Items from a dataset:
►

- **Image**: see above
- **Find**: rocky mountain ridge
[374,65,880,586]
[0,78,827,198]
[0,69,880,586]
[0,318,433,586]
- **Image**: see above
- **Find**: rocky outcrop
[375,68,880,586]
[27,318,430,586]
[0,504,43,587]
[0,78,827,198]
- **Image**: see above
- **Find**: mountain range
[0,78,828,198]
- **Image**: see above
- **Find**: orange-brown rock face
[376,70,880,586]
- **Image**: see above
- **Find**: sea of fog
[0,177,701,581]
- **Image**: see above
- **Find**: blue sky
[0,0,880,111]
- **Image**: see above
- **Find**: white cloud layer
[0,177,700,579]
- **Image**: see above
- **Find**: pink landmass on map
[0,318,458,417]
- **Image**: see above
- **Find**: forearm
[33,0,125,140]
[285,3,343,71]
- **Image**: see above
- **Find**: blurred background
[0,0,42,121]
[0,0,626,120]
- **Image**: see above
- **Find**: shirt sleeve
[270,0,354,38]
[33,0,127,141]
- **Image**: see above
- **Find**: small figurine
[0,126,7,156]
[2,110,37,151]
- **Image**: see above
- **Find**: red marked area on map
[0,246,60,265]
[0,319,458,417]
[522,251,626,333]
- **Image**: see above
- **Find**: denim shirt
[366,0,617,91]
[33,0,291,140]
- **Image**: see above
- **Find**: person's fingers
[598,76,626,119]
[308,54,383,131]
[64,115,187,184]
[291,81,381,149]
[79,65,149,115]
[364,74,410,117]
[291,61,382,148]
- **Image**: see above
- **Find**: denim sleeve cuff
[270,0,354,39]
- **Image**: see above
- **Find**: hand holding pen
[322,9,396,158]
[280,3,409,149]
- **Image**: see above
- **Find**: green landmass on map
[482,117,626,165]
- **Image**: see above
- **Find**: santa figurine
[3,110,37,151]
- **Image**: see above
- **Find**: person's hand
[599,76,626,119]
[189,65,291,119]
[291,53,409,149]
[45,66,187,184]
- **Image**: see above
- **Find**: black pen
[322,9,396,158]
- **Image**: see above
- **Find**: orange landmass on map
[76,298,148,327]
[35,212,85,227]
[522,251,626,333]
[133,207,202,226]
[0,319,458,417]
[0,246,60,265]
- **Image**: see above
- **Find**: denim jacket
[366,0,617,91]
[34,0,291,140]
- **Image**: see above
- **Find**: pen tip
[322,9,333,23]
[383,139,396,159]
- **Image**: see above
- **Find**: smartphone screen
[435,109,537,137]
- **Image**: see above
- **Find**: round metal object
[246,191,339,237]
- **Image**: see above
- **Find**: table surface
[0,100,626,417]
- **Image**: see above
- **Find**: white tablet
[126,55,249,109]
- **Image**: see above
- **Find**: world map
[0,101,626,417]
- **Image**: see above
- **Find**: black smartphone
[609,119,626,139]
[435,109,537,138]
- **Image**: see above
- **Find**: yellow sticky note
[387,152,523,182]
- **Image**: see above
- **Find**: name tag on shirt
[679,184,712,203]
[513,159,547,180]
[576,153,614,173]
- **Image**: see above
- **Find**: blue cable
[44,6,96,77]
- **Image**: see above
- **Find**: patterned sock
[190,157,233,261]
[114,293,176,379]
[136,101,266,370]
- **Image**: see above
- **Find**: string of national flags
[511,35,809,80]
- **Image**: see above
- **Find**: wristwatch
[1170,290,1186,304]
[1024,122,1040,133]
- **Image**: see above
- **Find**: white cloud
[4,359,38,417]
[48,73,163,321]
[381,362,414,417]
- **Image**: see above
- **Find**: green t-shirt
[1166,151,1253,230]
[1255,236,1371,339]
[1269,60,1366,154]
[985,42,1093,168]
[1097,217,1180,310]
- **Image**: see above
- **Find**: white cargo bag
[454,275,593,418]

◄

WHAT IS REQUIRED: Rewrite the data above so that "sea of fog" becomes "fog bank", leaving everything else unchanged.

RESULT BELOW:
- **Image**: see above
- **Find**: rocky mountain ridge
[374,65,880,586]
[0,78,827,198]
[0,69,880,586]
[0,318,433,586]
- **Image**: see above
- **Find**: rocky outcrop
[375,68,880,586]
[27,318,430,586]
[0,504,43,587]
[0,78,827,198]
- **Image**: see above
- **Find**: mountain range
[0,78,828,198]
- **Image**: see above
- **Find**: orange-brown rock face
[376,70,880,586]
- **Image**: see above
- **Find**: fog bank
[0,177,701,581]
- **Image**: see above
- **Find**: blue sky
[0,0,880,111]
- **Image**: see above
- **Find**: white cloud layer
[0,177,700,579]
- **Image**: see above
- **Find**: pink landmass on map
[0,318,458,417]
- **Image**: see above
- **Find**: forearm
[33,0,125,140]
[285,3,343,71]
- **Image**: see above
- **Find**: blurred background
[0,0,42,121]
[0,0,626,120]
- **Image**: see above
- **Find**: shirt sleeve
[270,0,354,38]
[33,0,127,141]
- **Image**: see above
- **Find**: small figurine
[0,126,7,156]
[2,110,37,151]
- **Image**: see above
- **Find**: red marked area on map
[0,246,60,265]
[0,319,458,417]
[522,251,626,333]
- **Image**: see above
- **Find**: denim shirt
[366,0,617,91]
[33,0,291,140]
- **Image**: see above
- **Find**: person's fingers
[598,76,626,119]
[308,54,383,131]
[64,115,187,184]
[291,81,381,149]
[79,65,149,115]
[364,74,410,117]
[291,61,382,148]
- **Image**: see above
- **Find**: denim sleeve cuff
[270,0,354,39]
- **Image**: see above
- **Find**: hand holding pen
[322,9,396,158]
[280,3,409,149]
- **Image**: see above
- **Find**: green landmass on map
[482,117,626,165]
- **Image**: see above
- **Find**: santa figurine
[3,110,37,151]
- **Image**: see above
- **Find**: person's hand
[599,76,626,119]
[189,65,291,119]
[291,53,409,149]
[45,66,187,184]
- **Image**: see above
- **Find**: black pen
[322,9,396,158]
- **Image**: see above
- **Find**: orange landmass on map
[76,298,148,327]
[35,212,85,227]
[522,251,626,333]
[133,207,202,226]
[0,319,458,417]
[0,246,60,265]
- **Image**: see above
- **Find**: denim jacket
[366,0,617,91]
[34,0,291,140]
- **Image**: see above
- **Find**: pen tip
[322,9,333,23]
[383,139,396,159]
- **Image**: see above
- **Find**: smartphone screen
[435,109,537,137]
- **Image**: see above
- **Find**: round metal object
[246,191,339,237]
- **Image**: see above
- **Find**: table surface
[0,100,626,417]
- **Image**: see above
- **Find**: white tablet
[126,55,249,109]
- **Image**: see above
- **Find**: world map
[0,101,626,417]
- **Image**: see above
- **Find**: black smartphone
[609,119,626,139]
[435,109,537,138]
- **Image**: see above
- **Find**: yellow sticky note
[387,152,523,182]
- **Image**: see above
- **Find**: name tag on shirt
[679,184,712,203]
[513,159,547,180]
[576,153,614,173]
- **Image**: see above
- **Find**: blue cable
[44,6,96,77]
- **Image**: see above
- **Find**: patterned sock
[190,157,233,261]
[114,293,176,379]
[136,101,266,370]
- **Image**: see above
- **Find**: string of national flags
[511,35,809,80]
- **Image**: see above
- **Find**: wristwatch
[1170,290,1186,304]
[1024,122,1040,133]
- **Image**: see above
- **Find**: white cloud
[4,359,38,417]
[48,73,163,321]
[381,362,414,417]
- **Image**: see above
- **Find**: green t-shirt
[1166,151,1253,230]
[1255,236,1371,339]
[1269,60,1366,154]
[985,42,1093,168]
[1097,217,1180,310]
- **Image**: see above
- **Find**: white cargo bag
[454,275,593,418]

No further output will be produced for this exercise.